Region pointing data
'''

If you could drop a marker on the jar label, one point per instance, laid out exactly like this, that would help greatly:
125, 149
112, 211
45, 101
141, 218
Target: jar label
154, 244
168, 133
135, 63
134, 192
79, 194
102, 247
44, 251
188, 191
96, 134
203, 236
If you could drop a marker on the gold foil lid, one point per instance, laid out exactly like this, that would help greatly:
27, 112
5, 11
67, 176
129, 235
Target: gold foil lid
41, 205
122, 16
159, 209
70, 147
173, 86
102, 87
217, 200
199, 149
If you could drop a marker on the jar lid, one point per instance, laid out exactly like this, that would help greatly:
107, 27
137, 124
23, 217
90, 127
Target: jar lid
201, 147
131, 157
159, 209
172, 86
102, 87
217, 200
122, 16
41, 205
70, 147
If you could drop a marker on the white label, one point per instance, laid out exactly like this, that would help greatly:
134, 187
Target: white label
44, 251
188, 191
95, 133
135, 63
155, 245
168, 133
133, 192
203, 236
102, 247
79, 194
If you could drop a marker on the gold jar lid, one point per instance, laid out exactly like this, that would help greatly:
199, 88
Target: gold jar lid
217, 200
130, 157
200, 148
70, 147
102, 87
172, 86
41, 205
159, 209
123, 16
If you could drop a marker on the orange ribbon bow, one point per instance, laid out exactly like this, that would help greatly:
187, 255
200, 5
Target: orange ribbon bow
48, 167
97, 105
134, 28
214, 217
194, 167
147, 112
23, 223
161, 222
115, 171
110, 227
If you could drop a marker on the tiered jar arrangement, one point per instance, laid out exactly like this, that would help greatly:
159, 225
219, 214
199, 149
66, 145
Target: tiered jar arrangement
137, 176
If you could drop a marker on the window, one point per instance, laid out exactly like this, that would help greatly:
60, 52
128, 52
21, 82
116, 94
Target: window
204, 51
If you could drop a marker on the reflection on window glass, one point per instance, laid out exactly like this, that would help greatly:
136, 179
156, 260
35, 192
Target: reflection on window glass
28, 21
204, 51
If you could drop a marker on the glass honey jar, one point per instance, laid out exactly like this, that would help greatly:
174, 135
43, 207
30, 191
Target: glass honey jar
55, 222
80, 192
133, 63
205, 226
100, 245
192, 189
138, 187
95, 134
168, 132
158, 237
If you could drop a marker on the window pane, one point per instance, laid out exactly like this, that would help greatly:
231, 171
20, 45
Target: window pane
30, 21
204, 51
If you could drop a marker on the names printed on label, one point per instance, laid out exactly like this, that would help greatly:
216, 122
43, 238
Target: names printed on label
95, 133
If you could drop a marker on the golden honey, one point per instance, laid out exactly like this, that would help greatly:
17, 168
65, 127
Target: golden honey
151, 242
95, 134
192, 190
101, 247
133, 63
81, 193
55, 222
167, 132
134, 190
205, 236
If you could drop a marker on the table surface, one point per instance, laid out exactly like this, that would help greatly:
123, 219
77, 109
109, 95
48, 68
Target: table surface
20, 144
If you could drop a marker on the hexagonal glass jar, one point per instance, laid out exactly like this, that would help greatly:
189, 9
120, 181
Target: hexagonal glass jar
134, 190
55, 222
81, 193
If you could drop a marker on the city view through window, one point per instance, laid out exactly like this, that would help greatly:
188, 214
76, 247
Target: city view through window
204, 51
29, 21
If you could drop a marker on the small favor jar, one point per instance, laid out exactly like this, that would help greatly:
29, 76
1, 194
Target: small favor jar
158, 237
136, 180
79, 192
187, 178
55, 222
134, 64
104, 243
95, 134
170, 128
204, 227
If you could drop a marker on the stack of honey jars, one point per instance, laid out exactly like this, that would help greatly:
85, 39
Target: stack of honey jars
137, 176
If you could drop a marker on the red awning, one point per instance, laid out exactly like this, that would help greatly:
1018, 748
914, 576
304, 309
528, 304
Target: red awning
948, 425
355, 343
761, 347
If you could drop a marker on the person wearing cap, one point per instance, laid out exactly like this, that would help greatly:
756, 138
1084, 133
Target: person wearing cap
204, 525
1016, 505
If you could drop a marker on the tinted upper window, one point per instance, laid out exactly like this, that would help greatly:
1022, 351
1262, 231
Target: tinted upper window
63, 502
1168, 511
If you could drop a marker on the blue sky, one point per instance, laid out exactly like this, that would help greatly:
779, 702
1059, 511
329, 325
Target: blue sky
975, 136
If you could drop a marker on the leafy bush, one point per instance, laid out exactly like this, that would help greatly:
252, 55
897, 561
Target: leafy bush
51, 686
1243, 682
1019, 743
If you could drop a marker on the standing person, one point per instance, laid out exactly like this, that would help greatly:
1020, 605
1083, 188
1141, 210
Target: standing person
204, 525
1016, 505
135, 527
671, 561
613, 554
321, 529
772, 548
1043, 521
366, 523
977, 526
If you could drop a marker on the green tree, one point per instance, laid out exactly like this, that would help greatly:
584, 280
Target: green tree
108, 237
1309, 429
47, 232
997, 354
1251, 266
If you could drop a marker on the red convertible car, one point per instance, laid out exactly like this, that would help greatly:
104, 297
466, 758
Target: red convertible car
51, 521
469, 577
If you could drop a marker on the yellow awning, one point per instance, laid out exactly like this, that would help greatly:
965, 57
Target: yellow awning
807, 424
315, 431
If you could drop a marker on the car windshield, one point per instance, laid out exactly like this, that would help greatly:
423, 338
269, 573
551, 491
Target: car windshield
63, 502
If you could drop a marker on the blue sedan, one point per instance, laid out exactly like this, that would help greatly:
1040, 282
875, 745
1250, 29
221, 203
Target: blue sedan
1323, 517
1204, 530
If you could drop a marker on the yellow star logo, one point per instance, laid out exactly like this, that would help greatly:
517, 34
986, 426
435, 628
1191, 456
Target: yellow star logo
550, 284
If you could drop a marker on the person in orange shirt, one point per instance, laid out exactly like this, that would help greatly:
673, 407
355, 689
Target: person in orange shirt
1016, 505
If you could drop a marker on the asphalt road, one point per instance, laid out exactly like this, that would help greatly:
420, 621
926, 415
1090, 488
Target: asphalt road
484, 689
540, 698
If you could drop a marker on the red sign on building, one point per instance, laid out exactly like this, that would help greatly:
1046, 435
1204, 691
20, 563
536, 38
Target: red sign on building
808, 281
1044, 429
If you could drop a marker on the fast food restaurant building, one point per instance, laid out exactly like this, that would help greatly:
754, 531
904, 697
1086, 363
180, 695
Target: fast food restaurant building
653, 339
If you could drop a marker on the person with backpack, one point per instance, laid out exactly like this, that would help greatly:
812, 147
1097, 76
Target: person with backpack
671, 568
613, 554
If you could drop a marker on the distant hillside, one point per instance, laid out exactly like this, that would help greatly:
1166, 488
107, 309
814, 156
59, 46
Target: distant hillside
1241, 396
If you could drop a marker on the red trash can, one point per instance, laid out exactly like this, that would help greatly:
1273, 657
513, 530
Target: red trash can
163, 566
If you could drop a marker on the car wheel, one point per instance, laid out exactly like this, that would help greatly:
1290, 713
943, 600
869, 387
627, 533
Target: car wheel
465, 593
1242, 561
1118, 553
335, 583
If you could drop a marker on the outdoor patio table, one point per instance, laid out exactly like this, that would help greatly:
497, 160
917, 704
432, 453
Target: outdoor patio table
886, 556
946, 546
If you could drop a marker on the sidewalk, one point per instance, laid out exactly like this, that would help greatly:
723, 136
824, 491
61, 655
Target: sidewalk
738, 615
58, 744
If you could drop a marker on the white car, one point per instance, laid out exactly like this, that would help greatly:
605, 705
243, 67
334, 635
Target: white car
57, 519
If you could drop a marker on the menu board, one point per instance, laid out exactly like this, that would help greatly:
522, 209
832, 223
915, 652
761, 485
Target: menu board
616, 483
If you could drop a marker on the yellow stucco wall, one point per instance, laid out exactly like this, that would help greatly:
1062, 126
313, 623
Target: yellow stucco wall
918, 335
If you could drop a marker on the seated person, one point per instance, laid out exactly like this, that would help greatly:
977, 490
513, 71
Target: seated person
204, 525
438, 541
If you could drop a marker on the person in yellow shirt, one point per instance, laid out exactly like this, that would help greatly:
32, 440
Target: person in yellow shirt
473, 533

'''
'''

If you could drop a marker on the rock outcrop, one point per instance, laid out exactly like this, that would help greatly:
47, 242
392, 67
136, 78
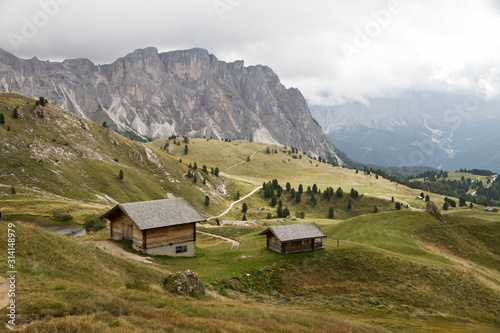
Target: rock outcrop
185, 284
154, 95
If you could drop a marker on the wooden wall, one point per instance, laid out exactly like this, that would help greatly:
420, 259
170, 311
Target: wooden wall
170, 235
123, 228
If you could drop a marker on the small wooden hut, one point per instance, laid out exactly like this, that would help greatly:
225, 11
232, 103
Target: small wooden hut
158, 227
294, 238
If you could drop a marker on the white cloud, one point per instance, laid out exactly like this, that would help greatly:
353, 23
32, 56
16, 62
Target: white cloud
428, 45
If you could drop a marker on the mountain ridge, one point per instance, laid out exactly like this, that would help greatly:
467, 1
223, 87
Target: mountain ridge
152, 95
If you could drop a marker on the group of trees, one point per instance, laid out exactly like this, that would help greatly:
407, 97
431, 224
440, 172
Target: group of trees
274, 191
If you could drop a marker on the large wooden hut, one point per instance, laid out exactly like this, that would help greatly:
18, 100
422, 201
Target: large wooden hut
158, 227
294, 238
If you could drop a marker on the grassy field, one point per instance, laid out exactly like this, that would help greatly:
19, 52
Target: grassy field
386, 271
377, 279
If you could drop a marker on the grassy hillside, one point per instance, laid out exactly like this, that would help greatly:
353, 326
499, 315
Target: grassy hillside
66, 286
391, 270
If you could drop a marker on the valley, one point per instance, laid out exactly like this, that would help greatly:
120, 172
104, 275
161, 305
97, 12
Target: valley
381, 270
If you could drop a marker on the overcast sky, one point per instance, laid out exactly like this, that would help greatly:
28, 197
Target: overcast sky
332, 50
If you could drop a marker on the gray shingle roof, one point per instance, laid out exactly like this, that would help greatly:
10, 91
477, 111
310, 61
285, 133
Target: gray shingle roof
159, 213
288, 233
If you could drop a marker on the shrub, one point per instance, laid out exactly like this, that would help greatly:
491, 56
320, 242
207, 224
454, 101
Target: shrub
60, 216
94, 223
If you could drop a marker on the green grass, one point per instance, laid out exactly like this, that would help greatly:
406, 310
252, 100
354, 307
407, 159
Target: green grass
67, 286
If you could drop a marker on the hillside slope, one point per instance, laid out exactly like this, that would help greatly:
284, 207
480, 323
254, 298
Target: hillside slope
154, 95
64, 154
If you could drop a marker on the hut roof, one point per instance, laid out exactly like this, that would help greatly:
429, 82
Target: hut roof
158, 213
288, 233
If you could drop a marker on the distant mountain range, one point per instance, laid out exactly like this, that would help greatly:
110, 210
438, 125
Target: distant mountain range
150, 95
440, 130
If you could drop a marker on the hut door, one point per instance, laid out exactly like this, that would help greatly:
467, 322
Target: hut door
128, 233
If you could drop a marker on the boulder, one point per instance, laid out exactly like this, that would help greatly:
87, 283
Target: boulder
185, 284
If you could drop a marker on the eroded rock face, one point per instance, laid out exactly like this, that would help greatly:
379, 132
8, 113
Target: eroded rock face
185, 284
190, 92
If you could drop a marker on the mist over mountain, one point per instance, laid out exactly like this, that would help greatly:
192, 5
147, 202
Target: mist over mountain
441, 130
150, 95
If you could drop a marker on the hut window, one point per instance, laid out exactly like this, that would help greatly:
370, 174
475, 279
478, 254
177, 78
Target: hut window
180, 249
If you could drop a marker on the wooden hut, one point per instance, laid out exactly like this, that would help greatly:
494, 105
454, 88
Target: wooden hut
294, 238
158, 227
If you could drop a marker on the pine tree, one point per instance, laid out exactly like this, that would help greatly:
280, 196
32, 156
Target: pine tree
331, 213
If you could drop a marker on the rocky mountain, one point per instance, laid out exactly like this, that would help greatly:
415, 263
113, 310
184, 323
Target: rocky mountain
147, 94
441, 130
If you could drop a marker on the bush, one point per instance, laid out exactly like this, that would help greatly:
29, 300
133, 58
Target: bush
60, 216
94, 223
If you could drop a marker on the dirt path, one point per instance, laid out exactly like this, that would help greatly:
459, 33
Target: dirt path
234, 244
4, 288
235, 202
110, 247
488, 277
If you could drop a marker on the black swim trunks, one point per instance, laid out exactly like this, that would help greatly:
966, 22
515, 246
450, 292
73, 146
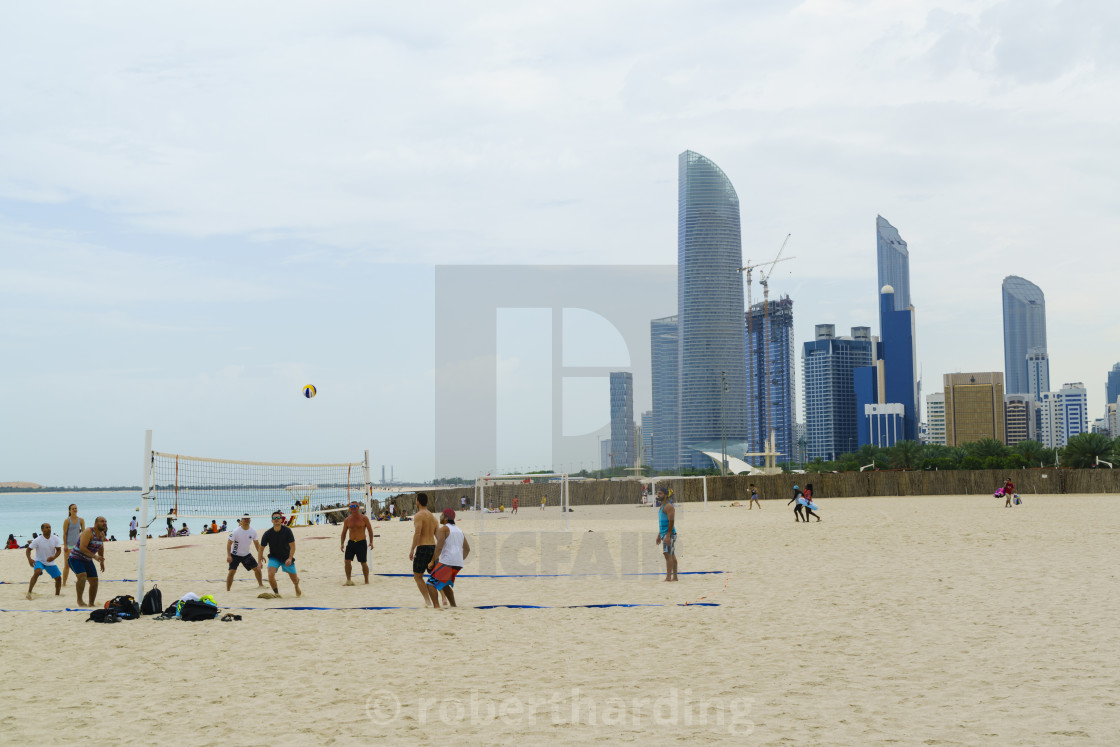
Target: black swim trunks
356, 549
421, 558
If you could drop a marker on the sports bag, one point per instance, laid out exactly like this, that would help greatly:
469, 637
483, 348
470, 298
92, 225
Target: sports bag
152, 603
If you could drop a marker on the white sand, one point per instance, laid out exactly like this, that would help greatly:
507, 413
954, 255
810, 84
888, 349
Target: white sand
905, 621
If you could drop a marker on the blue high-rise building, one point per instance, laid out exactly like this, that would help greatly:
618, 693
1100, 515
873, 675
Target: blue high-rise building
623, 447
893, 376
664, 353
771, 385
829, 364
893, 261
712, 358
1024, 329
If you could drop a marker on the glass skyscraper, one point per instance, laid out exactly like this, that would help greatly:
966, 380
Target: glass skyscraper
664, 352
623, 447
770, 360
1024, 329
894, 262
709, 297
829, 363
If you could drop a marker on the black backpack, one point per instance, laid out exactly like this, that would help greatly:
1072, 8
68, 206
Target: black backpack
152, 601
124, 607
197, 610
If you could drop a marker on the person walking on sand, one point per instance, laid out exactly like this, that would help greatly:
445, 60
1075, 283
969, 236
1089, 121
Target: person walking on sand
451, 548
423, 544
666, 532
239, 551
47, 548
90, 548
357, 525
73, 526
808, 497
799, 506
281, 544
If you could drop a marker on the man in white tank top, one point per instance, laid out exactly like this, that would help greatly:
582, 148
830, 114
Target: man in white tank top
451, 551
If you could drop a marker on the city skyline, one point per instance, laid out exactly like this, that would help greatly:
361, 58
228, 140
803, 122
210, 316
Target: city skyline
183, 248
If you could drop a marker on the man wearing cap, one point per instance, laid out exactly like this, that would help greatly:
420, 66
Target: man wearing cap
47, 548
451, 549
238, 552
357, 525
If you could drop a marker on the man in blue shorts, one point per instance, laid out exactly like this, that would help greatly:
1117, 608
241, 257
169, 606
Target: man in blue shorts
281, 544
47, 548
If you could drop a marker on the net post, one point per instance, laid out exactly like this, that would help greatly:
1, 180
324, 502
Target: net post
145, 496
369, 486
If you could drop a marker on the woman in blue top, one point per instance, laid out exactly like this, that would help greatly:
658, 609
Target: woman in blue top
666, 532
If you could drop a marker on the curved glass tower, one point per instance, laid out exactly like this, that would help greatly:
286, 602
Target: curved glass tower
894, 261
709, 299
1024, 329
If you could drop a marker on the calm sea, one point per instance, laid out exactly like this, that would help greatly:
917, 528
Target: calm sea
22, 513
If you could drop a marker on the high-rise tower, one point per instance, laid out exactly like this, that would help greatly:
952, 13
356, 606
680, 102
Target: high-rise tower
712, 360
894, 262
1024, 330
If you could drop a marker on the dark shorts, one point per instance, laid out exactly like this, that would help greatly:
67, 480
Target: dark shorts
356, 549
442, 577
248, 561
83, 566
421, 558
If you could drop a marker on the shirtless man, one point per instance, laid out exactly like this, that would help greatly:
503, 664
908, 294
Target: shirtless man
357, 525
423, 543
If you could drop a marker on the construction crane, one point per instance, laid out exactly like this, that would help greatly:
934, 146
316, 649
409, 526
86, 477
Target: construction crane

'''
'''

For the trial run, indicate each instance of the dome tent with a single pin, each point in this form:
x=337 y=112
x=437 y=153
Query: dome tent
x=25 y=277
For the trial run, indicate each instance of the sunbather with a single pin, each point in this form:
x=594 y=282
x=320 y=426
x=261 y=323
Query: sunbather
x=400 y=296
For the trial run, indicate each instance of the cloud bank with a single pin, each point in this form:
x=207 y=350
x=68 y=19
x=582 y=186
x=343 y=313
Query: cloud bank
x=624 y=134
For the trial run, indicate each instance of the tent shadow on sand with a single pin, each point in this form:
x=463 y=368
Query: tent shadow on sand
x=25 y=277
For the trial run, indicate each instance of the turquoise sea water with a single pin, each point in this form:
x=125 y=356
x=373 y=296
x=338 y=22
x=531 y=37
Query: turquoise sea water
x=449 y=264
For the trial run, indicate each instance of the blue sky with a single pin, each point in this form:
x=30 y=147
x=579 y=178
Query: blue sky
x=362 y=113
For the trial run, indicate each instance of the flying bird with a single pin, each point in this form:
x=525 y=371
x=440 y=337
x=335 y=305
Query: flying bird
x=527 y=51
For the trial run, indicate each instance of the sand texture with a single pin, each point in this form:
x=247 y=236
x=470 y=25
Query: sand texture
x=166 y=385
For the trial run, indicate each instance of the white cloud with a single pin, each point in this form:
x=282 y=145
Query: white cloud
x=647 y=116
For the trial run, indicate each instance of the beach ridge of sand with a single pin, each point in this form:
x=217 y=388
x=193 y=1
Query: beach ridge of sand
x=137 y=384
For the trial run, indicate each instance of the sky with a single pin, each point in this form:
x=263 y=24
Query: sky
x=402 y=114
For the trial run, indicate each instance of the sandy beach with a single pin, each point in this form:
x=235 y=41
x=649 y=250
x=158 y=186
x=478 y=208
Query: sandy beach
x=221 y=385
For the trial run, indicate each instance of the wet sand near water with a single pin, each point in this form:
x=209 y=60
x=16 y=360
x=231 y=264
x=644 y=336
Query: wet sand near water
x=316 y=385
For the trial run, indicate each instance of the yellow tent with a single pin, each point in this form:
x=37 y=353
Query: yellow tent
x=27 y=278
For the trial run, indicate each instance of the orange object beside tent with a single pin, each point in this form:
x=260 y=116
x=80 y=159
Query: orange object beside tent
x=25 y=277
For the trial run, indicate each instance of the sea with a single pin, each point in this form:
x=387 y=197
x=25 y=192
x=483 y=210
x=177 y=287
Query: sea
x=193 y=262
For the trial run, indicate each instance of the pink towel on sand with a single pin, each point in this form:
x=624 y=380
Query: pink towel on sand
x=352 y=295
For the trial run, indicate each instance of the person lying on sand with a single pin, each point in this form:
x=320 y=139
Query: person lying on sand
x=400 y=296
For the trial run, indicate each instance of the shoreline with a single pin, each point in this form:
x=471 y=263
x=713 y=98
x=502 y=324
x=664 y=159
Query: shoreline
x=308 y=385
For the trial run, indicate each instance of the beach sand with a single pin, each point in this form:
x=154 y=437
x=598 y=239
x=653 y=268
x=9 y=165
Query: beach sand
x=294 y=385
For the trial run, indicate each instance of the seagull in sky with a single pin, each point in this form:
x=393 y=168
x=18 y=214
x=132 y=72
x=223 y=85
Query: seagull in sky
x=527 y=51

'''

Problem details - Tally of lines with the word "construction": work out how many lines in the records hold it, and give that number only.

Result below - 2